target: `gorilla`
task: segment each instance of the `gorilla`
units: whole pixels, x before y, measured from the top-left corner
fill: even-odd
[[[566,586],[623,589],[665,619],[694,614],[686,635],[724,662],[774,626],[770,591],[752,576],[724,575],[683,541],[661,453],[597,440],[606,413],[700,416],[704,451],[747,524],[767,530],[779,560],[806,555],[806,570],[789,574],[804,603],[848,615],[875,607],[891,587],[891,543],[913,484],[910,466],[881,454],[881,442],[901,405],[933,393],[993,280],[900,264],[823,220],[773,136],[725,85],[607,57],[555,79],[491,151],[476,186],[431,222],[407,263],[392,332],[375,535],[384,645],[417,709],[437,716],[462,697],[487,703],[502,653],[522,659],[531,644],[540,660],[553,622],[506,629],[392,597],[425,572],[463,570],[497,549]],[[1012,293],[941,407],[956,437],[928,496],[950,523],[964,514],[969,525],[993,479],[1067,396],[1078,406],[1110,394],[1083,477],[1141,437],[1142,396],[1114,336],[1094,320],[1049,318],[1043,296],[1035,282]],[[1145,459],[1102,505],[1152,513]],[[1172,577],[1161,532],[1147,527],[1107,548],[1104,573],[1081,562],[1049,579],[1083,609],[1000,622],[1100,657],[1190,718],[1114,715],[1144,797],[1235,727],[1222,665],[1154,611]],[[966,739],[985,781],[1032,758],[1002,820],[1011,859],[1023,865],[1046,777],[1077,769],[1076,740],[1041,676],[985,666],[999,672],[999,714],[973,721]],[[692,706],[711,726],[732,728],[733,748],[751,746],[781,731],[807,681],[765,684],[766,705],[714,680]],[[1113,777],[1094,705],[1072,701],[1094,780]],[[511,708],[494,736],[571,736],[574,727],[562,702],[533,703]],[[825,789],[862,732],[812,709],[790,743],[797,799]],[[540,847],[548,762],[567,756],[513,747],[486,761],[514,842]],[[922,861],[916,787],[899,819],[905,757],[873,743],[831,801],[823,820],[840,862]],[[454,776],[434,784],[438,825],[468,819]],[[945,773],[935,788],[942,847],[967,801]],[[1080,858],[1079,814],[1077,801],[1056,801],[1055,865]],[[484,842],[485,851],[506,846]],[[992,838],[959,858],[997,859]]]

+ + + + + + +

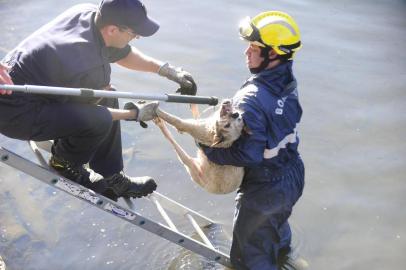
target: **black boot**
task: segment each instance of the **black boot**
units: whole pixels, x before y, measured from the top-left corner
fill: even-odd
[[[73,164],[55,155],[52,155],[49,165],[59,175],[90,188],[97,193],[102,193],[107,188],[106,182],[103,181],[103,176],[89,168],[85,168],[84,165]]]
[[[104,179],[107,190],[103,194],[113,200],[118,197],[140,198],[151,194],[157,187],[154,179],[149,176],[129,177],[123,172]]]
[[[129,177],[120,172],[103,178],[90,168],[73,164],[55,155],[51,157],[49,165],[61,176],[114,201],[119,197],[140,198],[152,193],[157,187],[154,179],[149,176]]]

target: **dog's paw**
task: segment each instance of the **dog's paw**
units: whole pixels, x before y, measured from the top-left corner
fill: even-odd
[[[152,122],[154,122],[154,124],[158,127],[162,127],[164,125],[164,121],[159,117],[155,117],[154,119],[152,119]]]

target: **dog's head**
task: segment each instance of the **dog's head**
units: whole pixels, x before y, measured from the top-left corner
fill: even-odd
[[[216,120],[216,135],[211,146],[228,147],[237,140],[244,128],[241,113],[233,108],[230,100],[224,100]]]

+ + + + + + +

Exercise objective
If a line in the material above holds the word "target", count it, then give the total as a bare number.

Output
4